== TEXT PASSAGE ==
>>>
Filed by Carmen Segarra, a former senior examiner for the New York Fed, the lawsuit alleges that she was fired after Fed supervisors pressured her to falsify her findings that Wall Street behemoth Goldman Sachs (2012 revenues:
$34.163 billion) had established inadequate conflict of interest policies that were “full of holes” and failed to meet Fed requirements.
“They wanted me to falsify my findings,” Segarra said recently, “and when I wouldn’t, they fired me.”
An expert in legal compliance who had worked at Citigroup and the French bank Société Générale, Segarra was hired in October 2011 to be a “risk specialist” along with a cohort of others brought on to enforce the new Dodd-Frank law. Segarra was “assigned…to specifically examine Goldman Sachs’s conflict of interest program,” focusing on “three transactions discussed in the media – Solyndra, Capmark, and El Paso/Kinder Morgan” according to the complaint.
Goldman had a record of poor conflict of interest compliance. In 2010, for example, the Securities and Exchange Commission fined Goldman $550 million over conflicts related to Abacus, a mortgage deal the bank put together. A January 2011 Goldman report even admitted that the firm should “review and update conflicts-related policies and procedures, as appropriate.”
After examining Goldman’s conflict of interest rules, Segarra determined that the firm’s patchwork of policies did not comply with a Fed requirement that it have a single firm-wide policy. In fact, Segarra’s detailed notes from one of her first meeting with Goldman officials show that when asked for a copy of its conflict of interest policy, executives admitted that one didn’t exist. “It’s probably more than one document—there is no one policy per se,” conceded one Goldman executive.
In addition, Segarra found out that during the $23 billion El Paso/Kinder Morgan merger in 2012, Goldman had a $4 billion stake in Kinder while also advising El Paso on the deal—a clear conflict of interest. She also discovered previously unreported problems in Goldman’s conflict management, which were likewise criticized by the judge presiding over a shareholder lawsuit arising from the merger, as well as evidence that the firm falsely claimed that the New York Fed had approved a transaction with the Spanish bank Santander.
Armed with these findings, Segarra—backed up by several other risk specialists—recommended on March 21, 2012, that Goldman be downgraded from “satisfactory” to “fair” for its policies and procedures, a bit like earning a “C” instead of a “B.”
<<<
== DIRECTIONS ==
1 – Duplicate the lawsuit passage from "Goldman had a record" up to and including "one Goldman executive.".
2 – Answer these questions using the lawsuit passage:
(a) In what month and year was Segarra hired?
(b) How much did the Securities and Exchange Commission fine Goldman in 2010?
(c) How large was Goldman's stake in Kinder during the El Paso/Kinder Morgan merger?
3 – Resume the lawsuit passage after its final sentence.

== RAW DATA ==
>>>
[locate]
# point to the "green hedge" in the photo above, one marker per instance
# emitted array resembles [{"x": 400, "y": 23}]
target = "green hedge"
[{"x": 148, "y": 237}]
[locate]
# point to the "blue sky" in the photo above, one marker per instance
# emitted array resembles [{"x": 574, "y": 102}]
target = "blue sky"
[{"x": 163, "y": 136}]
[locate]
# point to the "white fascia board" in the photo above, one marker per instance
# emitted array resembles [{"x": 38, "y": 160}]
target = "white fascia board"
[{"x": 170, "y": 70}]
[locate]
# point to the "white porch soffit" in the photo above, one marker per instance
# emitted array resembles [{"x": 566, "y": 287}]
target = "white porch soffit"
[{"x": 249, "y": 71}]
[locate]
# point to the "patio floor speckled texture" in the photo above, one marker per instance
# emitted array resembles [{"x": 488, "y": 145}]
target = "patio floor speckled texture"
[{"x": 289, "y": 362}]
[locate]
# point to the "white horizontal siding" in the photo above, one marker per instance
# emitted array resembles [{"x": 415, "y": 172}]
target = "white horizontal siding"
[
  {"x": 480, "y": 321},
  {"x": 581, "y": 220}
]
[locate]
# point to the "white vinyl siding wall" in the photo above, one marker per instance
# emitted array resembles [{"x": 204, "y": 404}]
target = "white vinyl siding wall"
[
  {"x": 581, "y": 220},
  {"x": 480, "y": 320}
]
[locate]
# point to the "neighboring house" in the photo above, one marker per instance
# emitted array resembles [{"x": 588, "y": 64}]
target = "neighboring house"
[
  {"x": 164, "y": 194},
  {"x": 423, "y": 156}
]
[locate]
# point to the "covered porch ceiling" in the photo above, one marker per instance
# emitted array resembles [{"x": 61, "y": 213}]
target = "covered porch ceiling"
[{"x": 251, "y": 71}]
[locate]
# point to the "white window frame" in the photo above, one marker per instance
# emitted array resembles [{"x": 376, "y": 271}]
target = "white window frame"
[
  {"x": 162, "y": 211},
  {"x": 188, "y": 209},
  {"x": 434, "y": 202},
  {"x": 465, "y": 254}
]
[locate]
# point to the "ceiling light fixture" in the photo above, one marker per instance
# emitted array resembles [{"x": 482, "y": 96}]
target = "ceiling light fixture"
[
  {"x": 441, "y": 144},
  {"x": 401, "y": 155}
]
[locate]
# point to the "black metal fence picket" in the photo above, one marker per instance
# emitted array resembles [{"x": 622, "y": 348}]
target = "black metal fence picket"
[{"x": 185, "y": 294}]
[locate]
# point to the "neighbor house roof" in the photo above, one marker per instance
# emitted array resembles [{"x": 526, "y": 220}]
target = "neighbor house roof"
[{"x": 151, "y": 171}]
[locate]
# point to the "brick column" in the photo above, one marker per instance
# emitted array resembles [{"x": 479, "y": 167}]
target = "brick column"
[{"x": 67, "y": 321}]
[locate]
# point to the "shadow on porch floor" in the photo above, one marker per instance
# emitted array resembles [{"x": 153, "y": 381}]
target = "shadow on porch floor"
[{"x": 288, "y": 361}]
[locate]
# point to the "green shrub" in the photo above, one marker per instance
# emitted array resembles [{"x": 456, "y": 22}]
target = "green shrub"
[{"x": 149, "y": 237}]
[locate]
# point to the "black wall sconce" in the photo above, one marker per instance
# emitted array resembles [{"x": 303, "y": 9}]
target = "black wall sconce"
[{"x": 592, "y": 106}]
<<<
== ANSWERS TO THE PROBLEMS ==
1 –
Goldman had a record of poor conflict of interest compliance. In 2010, for example, the Securities and Exchange Commission fined Goldman $550 million over conflicts related to Abacus, a mortgage deal the bank put together. A January 2011 Goldman report even admitted that the firm should “review and update conflicts-related policies and procedures, as appropriate.”
After examining Goldman’s conflict of interest rules, Segarra determined that the firm’s patchwork of policies did not comply with a Fed requirement that it have a single firm-wide policy. In fact, Segarra’s detailed notes from one of her first meeting with Goldman officials show that when asked for a copy of its conflict of interest policy, executives admitted that one didn’t exist. “It’s probably more than one document—there is no one policy per se,” conceded one Goldman executive.

2 –
(a) October 2011
(b) $550 million
(c) $4 billion

3 –
A week later, Segarra presented her findings to her boss, Michael Silva and his deputy, Michael Koh, and the notes she took included no objections from them. In fact, Segarra thought that Silva would back her up, based on comments he had made the prior December that he was worried that if the extent of Goldman’s conflict management problems became public, clients might leave the firm and cause serious financial damage, according to Segarra’s notes.
It appears that Segarra misread her boss’s concern to be about the economic damage Goldman’s conflict policies could cause, rather than about Goldman’s financial health. In any event, on May 15, Silva and Koh met with Segarra and pressured her to change her finding that Goldman had no firm-wide conflicts policy. According to Segarra, they presented no counter-arguments or evidence, other than referencing the 2011 firm report that had called for the company to “review and update conflicts-related policies and procedures,” without actually doing so.
Segarra refused, and three business days later, on May 23, she was summarily fired, her phone was seized and she was forced to leave the building under armed guard.
Although at present there is no proof than anyone at Goldman pressured the Fed for Segarra’s firing, the fact is that Goldman is well-known for its cozy ties with the New York Fed, whose current president, William Dudley, is a former Goldman partner. One of his predecessors, E. Gerald Corrigan, is a top executive at Goldman, and at the time of Segarra’s termination a former New York Fed chairman, Stephen Friedman, was head of the risk committee for Goldman’s board of directors.
“I was just documenting what Goldman was doing,” says Segarra. “If I was not able to push through something that obvious, the Federal Reserve Bank of New York certainly won’t be capable of supervising banks when even more serious issues arise.”